(Stored data entries)

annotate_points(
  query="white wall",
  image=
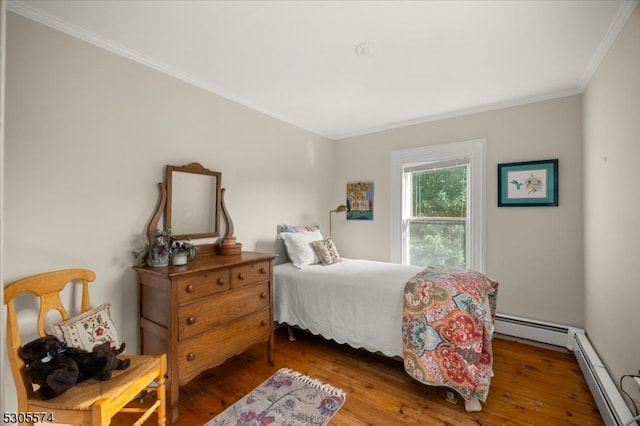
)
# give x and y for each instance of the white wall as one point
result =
(534, 252)
(612, 205)
(88, 135)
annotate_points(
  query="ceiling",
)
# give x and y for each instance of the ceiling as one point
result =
(297, 60)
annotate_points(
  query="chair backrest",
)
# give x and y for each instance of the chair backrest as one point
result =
(46, 287)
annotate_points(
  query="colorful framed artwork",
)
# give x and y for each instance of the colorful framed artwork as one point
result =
(360, 201)
(528, 183)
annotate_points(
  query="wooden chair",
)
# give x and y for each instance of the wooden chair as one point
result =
(91, 402)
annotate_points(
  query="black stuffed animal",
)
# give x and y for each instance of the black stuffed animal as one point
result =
(56, 368)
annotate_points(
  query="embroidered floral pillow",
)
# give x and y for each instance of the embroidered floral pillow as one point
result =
(327, 251)
(88, 329)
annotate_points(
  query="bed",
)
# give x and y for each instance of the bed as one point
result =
(438, 320)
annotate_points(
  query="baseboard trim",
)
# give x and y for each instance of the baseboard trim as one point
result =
(611, 404)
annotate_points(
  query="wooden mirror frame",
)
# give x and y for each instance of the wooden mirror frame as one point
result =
(198, 169)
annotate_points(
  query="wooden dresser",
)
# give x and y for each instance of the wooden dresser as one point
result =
(205, 312)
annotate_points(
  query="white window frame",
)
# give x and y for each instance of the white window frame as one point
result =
(475, 150)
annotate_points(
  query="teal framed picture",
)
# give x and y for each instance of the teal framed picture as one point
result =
(528, 183)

| WORK TO BE COMPLETED |
Copy all the entries word for word. Omit any pictures.

| ANSWER SECTION |
annotate_points(
  query="white wall",
  image=
)
# give x and y for each instance of the white wall as one point
result =
(534, 252)
(612, 205)
(88, 135)
annotate_points(
  query="ceiling",
)
# give x and y for each instance of the ceiling as one point
result =
(297, 60)
annotate_points(
  query="chair backrest",
)
# give x and y for each instance of the chair backrest as one point
result =
(46, 287)
annotate_points(
  query="colorful framed artwork",
)
# give x and y for each instance of the colorful framed artwork as one point
result =
(360, 201)
(528, 183)
annotate_points(
  query="wooden chair",
)
# give x and y for each instance of the wooden chair as one point
result =
(91, 402)
annotate_points(
  query="black stuffed animal",
)
# give x and y for each instance of the black stuffed animal as one point
result =
(56, 368)
annotate_points(
  query="embroidered floral pillow",
)
# give x and y for each instance of the embroidered floral pillow as one point
result =
(327, 251)
(88, 329)
annotate_points(
  query="bed",
)
# give x and y for each instance of the bed as one point
result =
(438, 320)
annotate_points(
  query="baseboard trim",
)
# give x and y for each instance of the baseboard trim as one point
result =
(611, 404)
annotate_points(
  query="wooden mirror frame",
)
# give x and y for each instance of the wooden mirror frame as one point
result =
(198, 169)
annotate_points(
  query="wooden dresser",
)
# give x and y for each instance of the wooden dresser as one point
result =
(205, 312)
annotate_points(
  query="white window frame",
)
# give x and y for each instance of the white window frame as one point
result =
(475, 150)
annotate_points(
  query="teal framed picture",
)
# give x and y for each instance of the teal framed picture as one point
result =
(528, 183)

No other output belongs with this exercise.